Cuando tenía nueve o doce años, realmente no recuerdo, invité a una amiga a jugar a mi casa y quedarse a dormir. Creo que era un sábado, domingo o feriado. Sé que durante el día no había escuela. Yo la llamé temprano y después hice con mi día cosas que hoy no registro. Alrededor de las cinco de la tarde me llamó y me dijo que no iba a poder venir. Había estado todo el día en el parque y estaba muy cansada. Me acuerdo de hablar por teléfono con ella mientras miraba un mueble que tenía en mi habitación. Puedo ver la manija del cajón, la pared naranja detrás. Le dije que estaba bien, que no había problema. Nunca pude explicar del todo por qué eso me había puesto tan triste. Me olvidé de muchas cosas pero nunca de esa tarde. Me acuerdo de ella particularmente cuando alguien se va. Cuando una amiga me cancela un plan porque tuvo un mal día en el trabajo, o cuando mi novio anuncia que tiene que apurarse si quiere llegar al próximo tren. Una vez más, no quiero que nadie me pida perdón. Me gustaría simplemente no tener que cargar con este recuerdo, poder verlo desde afuera y no desde adentro. Me gustaría no sentirme tan triste cuando me quedo sola en mi habitación después de haber estado acompañada todo el día. Nunca puedo explicar por qué me siento así, si entiendo perfectamente que estas partidas o ausencias no hablan de un rechazo. No suelo hablar de este tema, ni me enrosco intentando darle palabras a esa angustia. Me quedo en silencio en mi cama, mirando el día convertirse en noche por la ventana. Si alguna de estas personas volviera con su propia llave a buscar algo que se olvidó y se encontrara con una versión de mí que no conoce, esa Juana que no tiene ganas de hablar porque se puso muy triste por cosas que, entiende racionalmente, no son destratos, creo que les contaría la historia de esa tarde. Les diría que una vez cuando tenía nueve o doce años, realmente no recuerdo, una amiga me llamó para decirme que no podía venir a jugar conmigo porque estaba muy cansada. El árbol todavía se acuerda.
No siempre el silencio se rompe con claridad. A veces, pienso, es mejor no decirle nada a nadie. A veces alcanzan las historias. Cuando escribo ficción trato de pensar en ejemplos, historias puntuales que hablen de algo que perdería la gracia si se explica. Seguramente la interpretación del lector se separa en matices de lo que el escritor quiere decir, pero lo mismo pasa entre el sentir y las palabras. Cuando empiezo a explicar por qué o cómo me atraviesan los sentimientos, me quedo seca. Ni siquiera yo termino de ver las cosas con claridad, pero las historias alcanzan.

> **Registros de datos**:
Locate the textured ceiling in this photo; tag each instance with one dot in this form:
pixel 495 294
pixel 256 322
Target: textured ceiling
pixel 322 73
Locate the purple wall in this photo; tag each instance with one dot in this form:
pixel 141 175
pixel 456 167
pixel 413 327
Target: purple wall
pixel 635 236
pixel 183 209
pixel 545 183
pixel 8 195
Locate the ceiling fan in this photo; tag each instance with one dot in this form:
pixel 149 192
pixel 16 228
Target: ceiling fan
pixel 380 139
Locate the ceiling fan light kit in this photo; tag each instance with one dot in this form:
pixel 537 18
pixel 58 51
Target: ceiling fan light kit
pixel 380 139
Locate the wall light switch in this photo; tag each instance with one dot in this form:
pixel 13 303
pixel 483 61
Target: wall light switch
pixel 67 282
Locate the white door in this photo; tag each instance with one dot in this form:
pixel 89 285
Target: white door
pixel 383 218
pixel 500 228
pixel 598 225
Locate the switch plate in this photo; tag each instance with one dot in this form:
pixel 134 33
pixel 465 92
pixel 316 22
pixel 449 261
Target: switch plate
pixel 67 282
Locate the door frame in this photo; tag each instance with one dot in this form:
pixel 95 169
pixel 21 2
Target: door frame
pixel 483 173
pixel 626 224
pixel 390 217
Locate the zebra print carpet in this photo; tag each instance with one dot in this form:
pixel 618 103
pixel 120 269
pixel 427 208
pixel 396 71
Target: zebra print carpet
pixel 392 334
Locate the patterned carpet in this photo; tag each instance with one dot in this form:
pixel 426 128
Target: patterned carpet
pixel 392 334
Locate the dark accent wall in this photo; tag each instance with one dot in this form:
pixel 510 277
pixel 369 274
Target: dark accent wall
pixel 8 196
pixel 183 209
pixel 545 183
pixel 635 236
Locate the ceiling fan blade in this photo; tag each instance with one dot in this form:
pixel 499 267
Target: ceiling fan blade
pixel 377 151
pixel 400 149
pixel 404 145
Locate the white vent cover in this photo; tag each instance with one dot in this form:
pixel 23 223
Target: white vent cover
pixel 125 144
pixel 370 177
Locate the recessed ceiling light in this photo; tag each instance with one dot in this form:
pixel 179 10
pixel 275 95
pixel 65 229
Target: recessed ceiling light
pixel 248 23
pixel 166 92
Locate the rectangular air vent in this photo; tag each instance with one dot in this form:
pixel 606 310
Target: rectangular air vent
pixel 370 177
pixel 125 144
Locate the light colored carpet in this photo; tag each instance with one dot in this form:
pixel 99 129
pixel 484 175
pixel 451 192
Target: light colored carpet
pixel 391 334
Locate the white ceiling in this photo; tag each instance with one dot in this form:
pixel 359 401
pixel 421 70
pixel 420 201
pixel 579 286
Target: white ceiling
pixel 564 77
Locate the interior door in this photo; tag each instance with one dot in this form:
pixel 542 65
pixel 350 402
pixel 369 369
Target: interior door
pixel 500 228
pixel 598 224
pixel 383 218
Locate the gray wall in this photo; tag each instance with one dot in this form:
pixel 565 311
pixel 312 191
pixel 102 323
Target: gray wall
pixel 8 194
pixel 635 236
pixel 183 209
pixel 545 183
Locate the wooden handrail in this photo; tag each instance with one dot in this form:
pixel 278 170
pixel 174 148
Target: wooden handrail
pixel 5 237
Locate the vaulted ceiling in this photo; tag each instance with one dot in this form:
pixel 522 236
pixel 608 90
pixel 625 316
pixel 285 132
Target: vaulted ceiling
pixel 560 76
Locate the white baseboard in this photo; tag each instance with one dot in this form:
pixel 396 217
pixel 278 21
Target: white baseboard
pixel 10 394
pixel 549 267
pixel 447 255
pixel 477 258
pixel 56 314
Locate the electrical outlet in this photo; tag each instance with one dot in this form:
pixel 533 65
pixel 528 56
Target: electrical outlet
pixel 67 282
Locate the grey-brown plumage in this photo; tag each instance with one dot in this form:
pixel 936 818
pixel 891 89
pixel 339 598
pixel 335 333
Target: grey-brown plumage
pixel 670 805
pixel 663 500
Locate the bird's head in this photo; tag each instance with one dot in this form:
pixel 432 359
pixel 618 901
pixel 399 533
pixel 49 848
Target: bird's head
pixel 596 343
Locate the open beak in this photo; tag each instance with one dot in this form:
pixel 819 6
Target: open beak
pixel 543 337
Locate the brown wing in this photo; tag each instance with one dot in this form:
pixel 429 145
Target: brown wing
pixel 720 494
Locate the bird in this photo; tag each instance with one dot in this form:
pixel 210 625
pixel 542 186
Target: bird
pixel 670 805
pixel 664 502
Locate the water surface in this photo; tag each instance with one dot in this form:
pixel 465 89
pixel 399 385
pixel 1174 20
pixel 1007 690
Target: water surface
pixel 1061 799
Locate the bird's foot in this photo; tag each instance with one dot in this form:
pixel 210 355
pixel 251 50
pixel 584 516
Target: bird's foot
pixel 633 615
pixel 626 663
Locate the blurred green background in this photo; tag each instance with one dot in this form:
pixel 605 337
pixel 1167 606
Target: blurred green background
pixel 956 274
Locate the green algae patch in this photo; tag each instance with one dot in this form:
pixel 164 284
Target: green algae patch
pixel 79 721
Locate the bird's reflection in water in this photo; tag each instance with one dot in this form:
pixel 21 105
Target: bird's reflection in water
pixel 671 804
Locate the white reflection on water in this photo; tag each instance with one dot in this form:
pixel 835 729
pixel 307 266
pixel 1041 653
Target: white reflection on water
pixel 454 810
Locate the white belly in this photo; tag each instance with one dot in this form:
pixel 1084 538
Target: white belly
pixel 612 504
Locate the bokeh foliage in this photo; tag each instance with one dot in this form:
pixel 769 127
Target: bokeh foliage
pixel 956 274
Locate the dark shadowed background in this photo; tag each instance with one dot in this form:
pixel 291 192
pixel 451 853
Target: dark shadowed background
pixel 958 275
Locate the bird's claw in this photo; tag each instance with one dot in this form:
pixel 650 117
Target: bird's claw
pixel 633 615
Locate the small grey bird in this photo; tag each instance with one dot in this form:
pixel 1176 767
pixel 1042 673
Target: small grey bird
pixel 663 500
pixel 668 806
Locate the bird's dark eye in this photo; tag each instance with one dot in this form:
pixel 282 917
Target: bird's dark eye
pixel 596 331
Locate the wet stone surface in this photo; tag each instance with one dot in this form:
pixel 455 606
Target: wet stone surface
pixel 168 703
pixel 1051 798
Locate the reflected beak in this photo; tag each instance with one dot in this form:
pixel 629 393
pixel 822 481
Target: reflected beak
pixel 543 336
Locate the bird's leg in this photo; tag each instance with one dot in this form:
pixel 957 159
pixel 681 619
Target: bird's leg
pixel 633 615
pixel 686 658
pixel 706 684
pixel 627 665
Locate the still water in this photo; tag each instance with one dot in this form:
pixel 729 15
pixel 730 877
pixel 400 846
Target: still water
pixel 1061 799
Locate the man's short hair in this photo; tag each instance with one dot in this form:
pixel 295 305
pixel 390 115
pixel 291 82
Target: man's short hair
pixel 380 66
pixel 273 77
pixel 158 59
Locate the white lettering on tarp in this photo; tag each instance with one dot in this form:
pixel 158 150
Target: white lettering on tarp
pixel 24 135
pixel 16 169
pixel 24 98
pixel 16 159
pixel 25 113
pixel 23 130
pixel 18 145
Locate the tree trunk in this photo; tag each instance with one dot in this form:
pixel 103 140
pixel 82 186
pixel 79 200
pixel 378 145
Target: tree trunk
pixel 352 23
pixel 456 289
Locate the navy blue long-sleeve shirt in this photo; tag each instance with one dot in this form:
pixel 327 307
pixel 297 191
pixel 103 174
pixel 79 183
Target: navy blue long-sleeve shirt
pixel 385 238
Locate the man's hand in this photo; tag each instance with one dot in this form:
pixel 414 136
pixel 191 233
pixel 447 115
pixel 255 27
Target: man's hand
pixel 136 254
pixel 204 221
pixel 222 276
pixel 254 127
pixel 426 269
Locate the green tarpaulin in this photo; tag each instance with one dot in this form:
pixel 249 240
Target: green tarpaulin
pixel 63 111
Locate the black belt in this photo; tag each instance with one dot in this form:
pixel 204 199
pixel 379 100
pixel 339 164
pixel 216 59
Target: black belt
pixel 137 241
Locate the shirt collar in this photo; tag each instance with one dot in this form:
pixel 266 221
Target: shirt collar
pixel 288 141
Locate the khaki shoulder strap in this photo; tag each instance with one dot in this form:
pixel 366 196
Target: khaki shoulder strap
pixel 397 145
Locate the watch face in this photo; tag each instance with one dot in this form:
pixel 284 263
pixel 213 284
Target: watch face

> **Tareas del ejercicio**:
a) Reproduzca el pasaje del texto sobre el recuerdo de infancia que comienza en "No siempre el" y termina en "las historias alcanzan.".
b) Prosiga el texto sobre el recuerdo de infancia a partir de su última oración.
Los registros no intervienen en nada de esto.

> **Las respuestas**:
a)
No siempre el silencio se rompe con claridad. A veces, pienso, es mejor no decirle nada a nadie. A veces alcanzan las historias. Cuando escribo ficción trato de pensar en ejemplos, historias puntuales que hablen de algo que perdería la gracia si se explica. Seguramente la interpretación del lector se separa en matices de lo que el escritor quiere decir, pero lo mismo pasa entre el sentir y las palabras. Cuando empiezo a explicar por qué o cómo me atraviesan los sentimientos, me quedo seca. Ni siquiera yo termino de ver las cosas con claridad, pero las historias alcanzan.

b)
¿Qué historia le puede dar palabras a tu silencio?
Hace unos años, en lo que pareció otra vida, trabajé en una inmobiliaria. Aprendí muchas cosas que nunca busqué aprender. Primero, aprendí que las impresoras no me odian y yo tampoco las odio a ellas. Me llevo mal con las que son de uso doméstico porque siempre se rompen, pero las enormes que pueden fotocopiar, escanear e imprimir en tamaño A3 y hacen muchísimo ruido son fantásticas. Segundo, aprendí que durante veintiséis años de mi vida no había hecho nunca un té como correspondía. Tercero, aprendí a hacer té. Aprendí muchas cosas que hoy me sirven en mi trabajo y en mi vida y muchas otras que necesité solo en ese momento y hoy podría no tener en mi inventario de conocimiento. Lo más valioso que aprendí, por lejos, es el valor del silencio en las negociaciones.
Si siempre trabajaron, como yo hasta ese momento, en lugares en los cuales no existe el tire y afloje entre vendedor y comprador, seguramente no estén acostumbrados a negociar y defender el valor de algo. Seguramente no conozcan la importancia de sostener un silencio. Como mi rol era simplemente administrativo, mi primera prueba se dio en noviembre, cuando me tocó reservar la cena de Navidad de seis oficinas. Necesitaba conseguir un descuento sustancial y sabía que mi simpatía, que históricamente me había hecho ganarme el corazón de madres y abuelas, no iba a ayudarme mucho en este caso. Para ese entones ya había tenido acceso pleno a las técnicas de negociación de mis compañeros, pero no había logrado todavía absorberlas. Marqué el número varias veces, cortando el teléfono cada vez que sonaba. Resoplé, me hice un té, volví a resoplar y anuncié que de verdad no quería hacer esa llamada, que prefería comprarle chocolate y papas fritas a cualquiera que pudiera hacerla por mí. Mi jefa, que estaba decidida a convertirme algún día en vendedora, me puso una mano en el hombro y me dijo “decile que somos tanta cantidad de personas y que podemos pagar este precio por cabeza y después hacé silencio, es tan simple como eso”. Le miré con desconfianza pero marqué el número, porque confiaba en que sería su culpa si no funcionaba. Dije las palabras, cerré la boca. Cuando estaba a punto de hablar para acotar algo más, ella negó con la cabeza. Esperé dos segundos que parecieron cien y llegó la respuesta del otro lado: podían hacerlo funcionar, solo teníamos que darles una tarjeta para el depósito y la reserva era nuestra.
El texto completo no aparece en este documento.